## STORED ROWS
-------------------------
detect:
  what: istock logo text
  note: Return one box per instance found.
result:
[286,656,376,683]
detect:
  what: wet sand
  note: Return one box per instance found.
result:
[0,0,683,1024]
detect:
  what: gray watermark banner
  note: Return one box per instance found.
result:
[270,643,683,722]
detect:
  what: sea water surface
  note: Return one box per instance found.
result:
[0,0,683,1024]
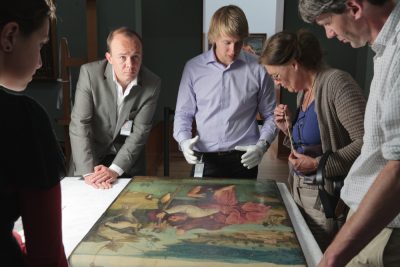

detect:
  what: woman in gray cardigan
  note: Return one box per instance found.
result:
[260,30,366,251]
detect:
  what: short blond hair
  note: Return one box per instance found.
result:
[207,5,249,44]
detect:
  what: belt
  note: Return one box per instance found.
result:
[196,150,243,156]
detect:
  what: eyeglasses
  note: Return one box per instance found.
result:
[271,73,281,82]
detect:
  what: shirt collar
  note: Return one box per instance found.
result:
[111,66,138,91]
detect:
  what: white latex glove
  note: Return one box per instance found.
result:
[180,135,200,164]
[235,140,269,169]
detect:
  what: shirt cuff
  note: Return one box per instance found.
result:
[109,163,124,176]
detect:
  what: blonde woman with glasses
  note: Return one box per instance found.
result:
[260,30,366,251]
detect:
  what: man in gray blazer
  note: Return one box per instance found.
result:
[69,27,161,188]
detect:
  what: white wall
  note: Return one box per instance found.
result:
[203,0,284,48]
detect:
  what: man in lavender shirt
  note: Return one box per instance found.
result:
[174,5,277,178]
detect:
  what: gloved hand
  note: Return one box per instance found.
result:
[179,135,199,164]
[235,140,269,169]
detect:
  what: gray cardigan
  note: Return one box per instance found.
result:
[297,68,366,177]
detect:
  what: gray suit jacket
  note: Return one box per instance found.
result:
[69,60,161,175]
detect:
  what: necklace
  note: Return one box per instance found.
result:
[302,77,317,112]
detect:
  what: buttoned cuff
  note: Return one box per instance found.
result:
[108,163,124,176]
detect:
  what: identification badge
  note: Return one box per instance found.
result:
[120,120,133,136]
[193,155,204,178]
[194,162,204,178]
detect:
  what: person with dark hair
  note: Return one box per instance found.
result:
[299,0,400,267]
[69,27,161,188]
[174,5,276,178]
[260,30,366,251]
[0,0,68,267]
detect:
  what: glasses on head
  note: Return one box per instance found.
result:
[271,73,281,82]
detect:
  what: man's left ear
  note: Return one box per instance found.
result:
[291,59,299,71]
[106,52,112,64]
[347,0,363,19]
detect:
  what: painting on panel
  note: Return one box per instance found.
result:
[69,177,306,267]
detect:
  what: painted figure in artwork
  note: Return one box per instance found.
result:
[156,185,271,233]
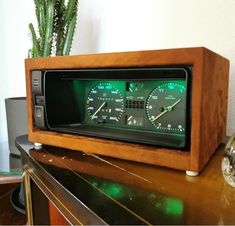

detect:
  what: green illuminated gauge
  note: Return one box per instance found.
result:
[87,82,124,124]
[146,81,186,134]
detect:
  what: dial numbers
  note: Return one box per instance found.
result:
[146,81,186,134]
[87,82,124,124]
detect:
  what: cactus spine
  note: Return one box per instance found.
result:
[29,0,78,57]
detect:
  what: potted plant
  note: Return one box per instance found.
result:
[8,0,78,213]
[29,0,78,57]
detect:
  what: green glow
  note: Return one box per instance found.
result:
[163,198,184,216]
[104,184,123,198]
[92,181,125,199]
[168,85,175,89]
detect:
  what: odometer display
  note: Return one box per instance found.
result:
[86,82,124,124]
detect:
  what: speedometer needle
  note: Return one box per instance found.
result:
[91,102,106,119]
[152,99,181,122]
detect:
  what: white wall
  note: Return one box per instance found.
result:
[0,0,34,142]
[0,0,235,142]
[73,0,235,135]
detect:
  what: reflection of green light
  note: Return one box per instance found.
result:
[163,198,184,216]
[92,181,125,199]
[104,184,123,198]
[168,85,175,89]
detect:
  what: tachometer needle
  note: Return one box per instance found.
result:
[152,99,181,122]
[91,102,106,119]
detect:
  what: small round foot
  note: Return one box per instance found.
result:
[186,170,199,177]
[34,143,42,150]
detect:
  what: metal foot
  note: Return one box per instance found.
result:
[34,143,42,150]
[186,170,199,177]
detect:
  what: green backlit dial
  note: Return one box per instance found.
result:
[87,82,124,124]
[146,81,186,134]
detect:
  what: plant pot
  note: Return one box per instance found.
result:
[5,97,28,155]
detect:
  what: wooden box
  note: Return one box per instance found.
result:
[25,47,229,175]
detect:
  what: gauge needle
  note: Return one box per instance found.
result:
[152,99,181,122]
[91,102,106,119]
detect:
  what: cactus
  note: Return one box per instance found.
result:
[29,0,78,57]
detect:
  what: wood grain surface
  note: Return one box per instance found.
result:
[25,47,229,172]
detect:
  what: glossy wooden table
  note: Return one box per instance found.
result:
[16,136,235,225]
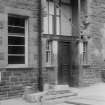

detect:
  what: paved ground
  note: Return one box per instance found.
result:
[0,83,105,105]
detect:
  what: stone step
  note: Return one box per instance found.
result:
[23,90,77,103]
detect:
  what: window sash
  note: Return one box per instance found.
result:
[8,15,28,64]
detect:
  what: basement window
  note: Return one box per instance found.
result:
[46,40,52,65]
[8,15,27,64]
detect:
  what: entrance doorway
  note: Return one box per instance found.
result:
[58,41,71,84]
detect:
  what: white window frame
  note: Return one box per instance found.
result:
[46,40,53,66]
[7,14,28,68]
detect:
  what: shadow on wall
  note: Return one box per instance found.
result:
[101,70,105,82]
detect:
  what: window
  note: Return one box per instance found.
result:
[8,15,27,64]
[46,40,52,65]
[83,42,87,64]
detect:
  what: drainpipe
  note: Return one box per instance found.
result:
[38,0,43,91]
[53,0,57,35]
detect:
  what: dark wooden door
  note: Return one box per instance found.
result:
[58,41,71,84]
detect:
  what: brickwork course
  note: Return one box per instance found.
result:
-------------------------
## WHAT IS REQUIRED
Tally the lines in the items above that contain the string "gray", counting only matches with the same case. Reply with the number alone.

## REPLY TO THE TASK
5